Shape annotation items
# # # # # # #

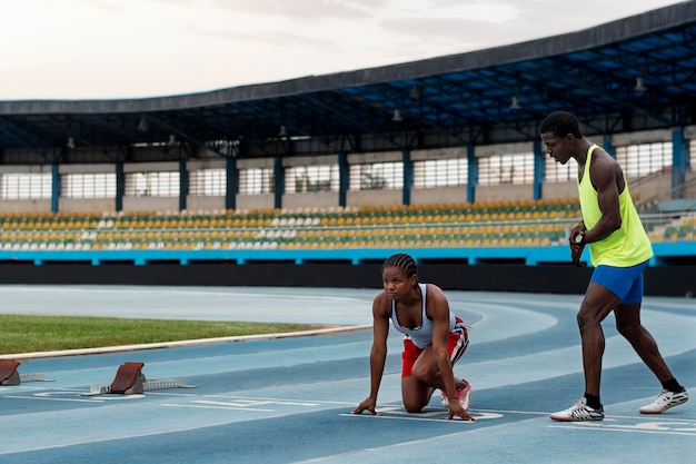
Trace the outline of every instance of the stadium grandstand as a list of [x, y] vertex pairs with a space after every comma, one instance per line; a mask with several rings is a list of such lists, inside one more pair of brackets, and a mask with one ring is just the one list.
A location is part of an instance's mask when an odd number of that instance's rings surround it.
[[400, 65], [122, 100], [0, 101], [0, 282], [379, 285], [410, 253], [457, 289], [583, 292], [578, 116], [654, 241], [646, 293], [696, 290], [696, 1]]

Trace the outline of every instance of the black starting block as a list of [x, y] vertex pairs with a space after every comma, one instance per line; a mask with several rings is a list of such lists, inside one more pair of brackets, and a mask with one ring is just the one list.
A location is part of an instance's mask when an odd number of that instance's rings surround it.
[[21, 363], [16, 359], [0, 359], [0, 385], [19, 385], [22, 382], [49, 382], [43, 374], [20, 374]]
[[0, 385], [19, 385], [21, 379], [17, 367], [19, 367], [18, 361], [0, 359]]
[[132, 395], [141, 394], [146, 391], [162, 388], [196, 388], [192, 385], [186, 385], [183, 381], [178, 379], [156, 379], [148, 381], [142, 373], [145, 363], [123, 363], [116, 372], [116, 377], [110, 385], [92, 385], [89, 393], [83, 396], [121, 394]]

# # # # # # #

> **Directive**
Render every item above as a Markdown table with the columns "Row" and "Line," one numbered row per line. Skip blank lines and leave the pictures out.

> **Complete output**
| Row | Line |
|---|---|
| 1 | Trace the outline of every instance of the stadium grandstand as a list of [x, y] vertex pairs with a space after every comma, one instance per line; a mask with several rings is a list of such lists, inside one more pair of brackets, and a mask with one ring is just the one list. |
| 2 | A location is part of an instance's mask when an odd number of that instance's rings surround it. |
| 3 | [[400, 65], [122, 100], [0, 101], [0, 282], [379, 285], [410, 253], [457, 289], [583, 292], [578, 116], [654, 241], [646, 293], [696, 290], [696, 1]] |
| 4 | Trace the outline of every instance of the black starting block as a list of [x, y] vertex pairs with a space after every comma, one instance per line; a mask with several rings is a list of such lists, inside one more pair of brackets, and a mask with one ring is just the one list. |
| 5 | A location is part of an instance's mask when an odd number of that instance's rings surround it. |
| 6 | [[21, 363], [16, 359], [0, 359], [0, 385], [19, 385], [22, 382], [49, 382], [43, 374], [20, 374]] |
| 7 | [[0, 385], [19, 385], [21, 379], [17, 367], [19, 367], [18, 361], [0, 359]] |
| 8 | [[132, 395], [141, 394], [146, 391], [162, 388], [196, 388], [192, 385], [186, 385], [183, 381], [178, 379], [156, 379], [148, 381], [142, 373], [145, 363], [123, 363], [116, 372], [116, 377], [110, 385], [92, 385], [89, 393], [83, 396], [121, 394]] |